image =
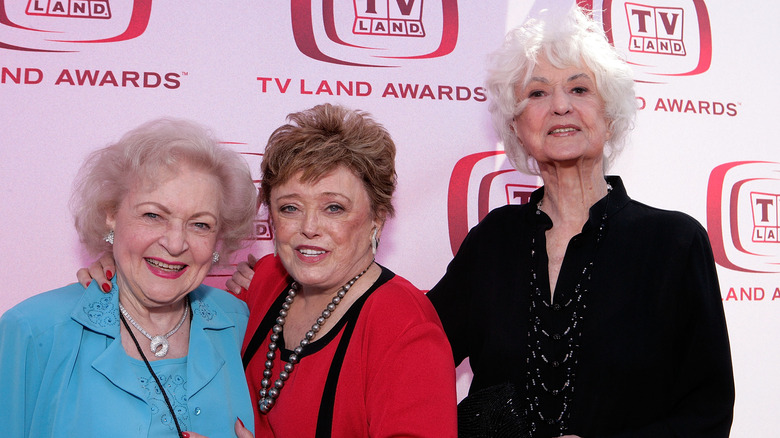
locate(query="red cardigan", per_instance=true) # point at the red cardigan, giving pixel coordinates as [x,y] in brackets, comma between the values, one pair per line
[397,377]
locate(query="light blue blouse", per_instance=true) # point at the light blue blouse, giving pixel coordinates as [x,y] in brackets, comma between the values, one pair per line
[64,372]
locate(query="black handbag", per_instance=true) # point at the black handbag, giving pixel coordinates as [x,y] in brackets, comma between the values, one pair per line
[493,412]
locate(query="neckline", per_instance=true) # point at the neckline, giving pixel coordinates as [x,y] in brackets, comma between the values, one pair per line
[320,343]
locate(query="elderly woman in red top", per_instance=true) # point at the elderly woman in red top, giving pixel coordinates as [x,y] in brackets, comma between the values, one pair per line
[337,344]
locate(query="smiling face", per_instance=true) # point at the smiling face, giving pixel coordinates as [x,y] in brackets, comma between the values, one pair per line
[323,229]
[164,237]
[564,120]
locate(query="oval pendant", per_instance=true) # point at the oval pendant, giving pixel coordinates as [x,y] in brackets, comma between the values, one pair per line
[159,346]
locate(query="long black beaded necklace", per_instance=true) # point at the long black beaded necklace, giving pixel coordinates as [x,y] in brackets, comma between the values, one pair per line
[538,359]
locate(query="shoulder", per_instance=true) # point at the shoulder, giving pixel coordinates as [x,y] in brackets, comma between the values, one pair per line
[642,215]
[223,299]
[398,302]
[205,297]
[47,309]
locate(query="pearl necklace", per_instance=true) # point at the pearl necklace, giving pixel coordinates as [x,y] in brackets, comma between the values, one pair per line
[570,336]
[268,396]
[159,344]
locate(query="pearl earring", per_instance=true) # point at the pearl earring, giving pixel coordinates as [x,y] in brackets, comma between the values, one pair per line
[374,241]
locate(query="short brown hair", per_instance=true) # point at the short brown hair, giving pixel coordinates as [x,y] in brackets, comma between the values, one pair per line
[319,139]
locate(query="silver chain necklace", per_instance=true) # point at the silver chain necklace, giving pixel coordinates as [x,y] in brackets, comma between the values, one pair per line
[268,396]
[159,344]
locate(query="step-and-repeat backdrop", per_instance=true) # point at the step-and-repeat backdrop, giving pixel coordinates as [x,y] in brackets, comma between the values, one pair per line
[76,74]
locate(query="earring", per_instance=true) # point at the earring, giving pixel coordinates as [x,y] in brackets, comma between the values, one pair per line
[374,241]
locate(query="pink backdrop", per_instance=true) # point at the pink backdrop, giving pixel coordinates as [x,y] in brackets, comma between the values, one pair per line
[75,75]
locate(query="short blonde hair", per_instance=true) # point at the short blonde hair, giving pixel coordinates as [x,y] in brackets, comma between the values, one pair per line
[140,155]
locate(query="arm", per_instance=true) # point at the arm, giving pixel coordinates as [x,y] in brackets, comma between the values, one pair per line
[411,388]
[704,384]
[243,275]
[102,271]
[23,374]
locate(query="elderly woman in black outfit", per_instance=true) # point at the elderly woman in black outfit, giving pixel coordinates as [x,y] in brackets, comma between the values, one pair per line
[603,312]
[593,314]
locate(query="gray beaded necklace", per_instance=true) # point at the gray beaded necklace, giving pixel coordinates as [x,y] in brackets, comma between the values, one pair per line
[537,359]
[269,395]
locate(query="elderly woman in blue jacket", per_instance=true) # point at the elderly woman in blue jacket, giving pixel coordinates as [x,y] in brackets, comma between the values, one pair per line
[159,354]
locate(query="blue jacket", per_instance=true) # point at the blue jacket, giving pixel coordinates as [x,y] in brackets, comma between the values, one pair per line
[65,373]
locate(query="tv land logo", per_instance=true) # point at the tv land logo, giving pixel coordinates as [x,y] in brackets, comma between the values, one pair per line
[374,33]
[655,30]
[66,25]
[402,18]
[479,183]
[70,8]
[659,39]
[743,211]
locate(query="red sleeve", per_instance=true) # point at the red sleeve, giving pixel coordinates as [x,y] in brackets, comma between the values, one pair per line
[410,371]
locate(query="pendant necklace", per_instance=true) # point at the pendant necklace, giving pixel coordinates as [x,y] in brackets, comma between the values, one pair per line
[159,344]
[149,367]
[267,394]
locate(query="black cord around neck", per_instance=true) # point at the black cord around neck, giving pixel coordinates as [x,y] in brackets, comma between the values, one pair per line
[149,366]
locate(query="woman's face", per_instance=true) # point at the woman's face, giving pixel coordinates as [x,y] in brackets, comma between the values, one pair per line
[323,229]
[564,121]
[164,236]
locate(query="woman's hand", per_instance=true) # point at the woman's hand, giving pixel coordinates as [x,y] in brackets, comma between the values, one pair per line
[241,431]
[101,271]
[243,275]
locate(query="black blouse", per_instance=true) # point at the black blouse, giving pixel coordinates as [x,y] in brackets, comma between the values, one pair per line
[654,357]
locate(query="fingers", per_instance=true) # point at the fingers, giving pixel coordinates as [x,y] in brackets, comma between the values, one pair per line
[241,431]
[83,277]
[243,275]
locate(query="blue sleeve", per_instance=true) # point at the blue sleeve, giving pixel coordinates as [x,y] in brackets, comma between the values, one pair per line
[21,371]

• • • • • • •

• Problem
The whole listing should be restated word for word, with no pictures.

• Worked solution
image =
locate(query="red cardigan", per_instance=true) # point at the red cardigan, giving pixel coordinates as [x,y] in brackets, comma between the values, one pair per line
[397,377]
locate(query="light blue blouse", per_instance=true) # point at the light blue blouse, giving pixel coordinates as [x,y] in brackets, comma between the values, one pair per line
[64,372]
locate(query="black handbag", per_instance=true) # point at the black handbag, giving pixel coordinates as [x,y] in brackets, comma between the values, one pair per line
[493,412]
locate(query="neckline", per_instance=true) # point at the neckline, giving pixel coordinates as [x,y] in brackets, comma between the values, one pair per line
[320,343]
locate(query="elderly woman in red top", per_instance=true) # point at the elderly woman in red top, giving pixel coordinates as [x,y] in brackets, comma between the values, one pair per line
[337,344]
locate(query="smiling face", per_instance=true) # point at the smiling face, giving pixel coordinates as [x,y] in brackets, comma between the values, one pair per line
[323,229]
[164,237]
[564,120]
locate(query="oval pendant", per_instance=true) # point at the oval pendant, giving pixel coordinates as [x,y] in brackets, comma between the values, one pair per line
[159,346]
locate(query="long black beaded necklace", per_instance=true) # point at the long black beaded necklace, giving pixel coordinates as [x,y] in brackets, comma between the values, one pair per line
[538,359]
locate(query="shoulder", per_instance=true) # point at the shoulder, giving pixel coordinates as [x,y] in brackets, comma between the values, one pair per line
[642,215]
[223,299]
[398,302]
[205,297]
[47,309]
locate(query="pearl necklace", per_instance=true) # point at the pearl necklace, giving pixel coordinates as [x,y] in brackets, comma between the values, one pair per line
[570,336]
[268,396]
[159,344]
locate(query="pearl earring", per_instance=true) # point at the pearl earring, giving pixel coordinates as [x,y] in brackets, comma between the values, one pair per line
[374,241]
locate(query="short brown hair", per_instance=true) # point at the short brown hair, giving pixel coordinates as [x,y] in brackets, comma between the values, one pair per line
[319,139]
locate(query="silver chain necklace", per_instance=true) # point at the silver chain necklace, giving pixel coordinates as [x,y] in brackets, comma between the values, one pair per line
[268,396]
[159,344]
locate(query="step-and-repeat backdrop", per_instance=true) # point at the step-and-repeat backdrop, giving pixel coordinates as [x,y] in brackets, comma between the values, one pair per line
[76,74]
locate(query="earring", per_instance=true) # point at the earring, giving pixel coordinates as [x,y] in brackets, comma between the values, one pair per line
[374,241]
locate(query="pink backdrop", per_instance=true) # point at the pink backdrop, giving pixel coordinates as [x,y] in brackets, comma between the values, one pair per line
[75,75]
locate(query="short blonde hair", per_instance=true) # point at the short blonde hair, giving pixel coordinates as [x,y] in brackets, comma between the values, one pair per line
[140,155]
locate(query="arm", per_instance=true) # point at the arm, giving pixel coordinates as [x,y] in brackets, comma between the values, one pair per line
[411,388]
[704,384]
[243,275]
[102,271]
[23,374]
locate(query="elderly woman in black outfit", per_instance=true) # point at the elderly woman in black outfit, giving pixel coordinates as [x,y] in brackets, comma between the values, one pair per line
[603,312]
[593,314]
locate(query="gray beaded necklace", per_instance=true) # point at the gray beaded necklace, giving pixel coordinates as [x,y] in brackets, comma between the values, one pair per line
[537,359]
[269,395]
locate(query="elderly woman in blue jacket", per_instance=true) # point at the elderly woman in blue jacket, giving pixel coordinates as [x,y] in brackets, comma between the values, one pair per line
[159,354]
locate(query="blue jacket", per_instance=true) # point at the blue jacket, giving pixel coordinates as [x,y] in brackets, comma between the values, one pair per line
[65,373]
locate(query="tv land logo", per_instance=true) # point at the tv land logo, giving pixel coordinates as [x,y] in brackets, comma between the values, one pair per line
[374,33]
[655,30]
[66,25]
[402,18]
[479,183]
[70,8]
[659,39]
[743,211]
locate(query="red sleeve", per_instance=true) # point at the red sleeve, giving pixel coordinates as [x,y] in brackets, comma between the values, one pair per line
[410,371]
locate(query="pendant necklace", per_instance=true) # point at the pendant necklace, giving pixel coordinates as [x,y] in brackets, comma between the values, one pair per line
[159,344]
[149,367]
[267,394]
locate(query="black cord around neck", per_instance=true) # point at the black cord around neck, giving pixel coordinates as [x,y] in brackets, comma between the values, one pair per line
[149,366]
locate(query="woman's face", per_instance=true) # point at the woman's face, giving pixel coordinates as [x,y] in brackets, comma between the values, one pair per line
[323,229]
[564,121]
[164,236]
locate(query="woman's hand", per_instance=true) # point at the woman's hand, giving pixel coordinates as [x,y] in brackets, comma between the values, one pair per line
[241,431]
[101,271]
[243,275]
locate(query="black blouse", per_instance=true) # point at the black blouse, giving pixel coordinates as [x,y] in brackets, comma between the values, one pair per line
[654,357]
locate(query="fingers", per_instance=true) # point at the fingers, giving pixel coordinates as [x,y] in brackets, comma between the values, one pair per line
[241,431]
[83,277]
[243,275]
locate(query="blue sleeve", per_instance=true) # point at the blue sleeve, giving pixel coordinates as [x,y] in brackets, comma between the values, one pair per line
[21,371]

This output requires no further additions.